[Begin Source text]
The diversity of various tech companies by the numbers - skman
http://pxlnv.com/blog/tech-company-diversity-stats/

======
pchristensen
I wish they would have included demographics for the Bay Area, not just the
USA. From Wikipedia - 52.5% White, 6.7% non-Hispanic African American, 23.3%
Asian, 10.8% from other races, 5.4% from two or more races, 23.5% Hispanic or
Latin. (Incidentally, this almost exactly matches Apple's numbers, except for
Hispanic). Comparing tech worker demographics to Bay Area demographics, It's
kind of a chicken vs egg about whether the demographics precede the jobs or
vice versa, but given how geographically concentrated the tech industry is,
this seems like a bad oversight.

So compared to the US, the Bay Area is -27% white, -6% African American, +18%
Asian, +8% Hispanic. This makes the representation of white tech workers
expected, Asian less overrepresented, African American less underrepresented,
and Hispanic even MORE underrepresented.

In non-tech, it's white slightly overrepresented, African American slightly
underrepresented, and Hispanic still very underrepresented.

In leadership/executive, white captured most of Asian overrepresentation, and
African American are similar to tech workers.

2\. SF vs Peninsula/South Bay companies would have been another similar
distinction.

3\. Curious how MSFT compares to Seattle Metro.

4\. I'd also be curious to see how it would look if they broke out demographic
numbers by location - e.g. how different is Google Mountain View from Google
NYC, and how do tech worker demographics outside of the Bay Area compare to
their host cities?

------
th3iedkid
>>Gender Diversity in Non-Tech Positions

and Twitter is 50% Male and 50% female!That;s like they aimed at 50% and
achieved that!

------
kv85s
SV diversity: 1) workforce is 50% Indian, 50% Chinese. 2) Hiring from both
mainland China _and_ Taiwan. 3) hiring from all over India, not just
Bangalore.

------
dominotw
[http://do-better.herokuapp.com/](http://do-better.herokuapp.com/)
[End Source text]
■ Directions:
[A] According to the thread on tech company diversity, why is leaving out Bay Area demographics a bad oversight?
[B] How many lines of the listing below contain the string "collar"? Case counts.
[Begin Record list]
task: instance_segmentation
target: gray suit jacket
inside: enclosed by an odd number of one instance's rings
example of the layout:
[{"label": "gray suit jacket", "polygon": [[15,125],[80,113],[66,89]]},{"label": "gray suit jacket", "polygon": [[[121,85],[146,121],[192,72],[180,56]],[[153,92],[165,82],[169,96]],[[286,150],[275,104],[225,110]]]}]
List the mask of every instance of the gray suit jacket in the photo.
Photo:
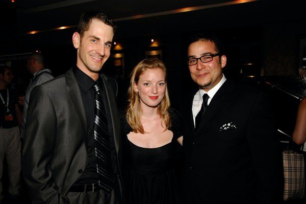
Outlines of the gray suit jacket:
[{"label": "gray suit jacket", "polygon": [[[117,182],[113,190],[122,199],[120,119],[113,79],[101,75],[112,158]],[[112,86],[115,87],[112,87]],[[32,90],[22,152],[22,175],[33,203],[65,202],[66,194],[87,164],[87,125],[79,85],[72,69]]]}]

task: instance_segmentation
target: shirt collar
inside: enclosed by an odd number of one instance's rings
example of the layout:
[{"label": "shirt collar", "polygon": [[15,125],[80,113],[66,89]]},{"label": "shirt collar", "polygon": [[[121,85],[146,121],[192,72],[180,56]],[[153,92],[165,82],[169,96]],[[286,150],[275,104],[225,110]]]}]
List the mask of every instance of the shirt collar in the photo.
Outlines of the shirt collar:
[{"label": "shirt collar", "polygon": [[87,93],[93,86],[95,81],[76,65],[73,66],[72,71],[79,86],[85,93]]}]

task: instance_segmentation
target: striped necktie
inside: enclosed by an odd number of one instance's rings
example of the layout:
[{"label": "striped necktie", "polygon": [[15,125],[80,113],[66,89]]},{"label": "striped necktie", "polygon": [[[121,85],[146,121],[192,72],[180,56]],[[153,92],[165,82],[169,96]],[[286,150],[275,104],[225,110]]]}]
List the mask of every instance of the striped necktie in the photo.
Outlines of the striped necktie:
[{"label": "striped necktie", "polygon": [[96,82],[93,87],[96,105],[94,124],[94,143],[99,185],[107,191],[111,192],[115,184],[115,176],[111,159],[107,118],[102,101],[101,89],[98,83]]},{"label": "striped necktie", "polygon": [[201,119],[202,119],[202,117],[203,115],[204,115],[204,112],[205,112],[205,110],[206,110],[206,108],[207,108],[207,102],[208,101],[208,99],[209,98],[209,96],[207,94],[205,94],[203,95],[203,102],[202,103],[202,106],[201,106],[201,109],[200,111],[197,114],[196,116],[195,117],[195,131],[197,130],[197,128],[199,127],[200,123],[201,122]]}]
[End Record list]
■ Answers for the tasks:
[A] The tech industry is highly concentrated geographically, so tech worker figures should be compared with Bay Area demographics and not only with those of the whole USA. The commenter grants that it is a chicken-and-egg question whether the local demographics precede the jobs or the reverse, but still calls the omission a bad oversight given that concentration.

[B] 5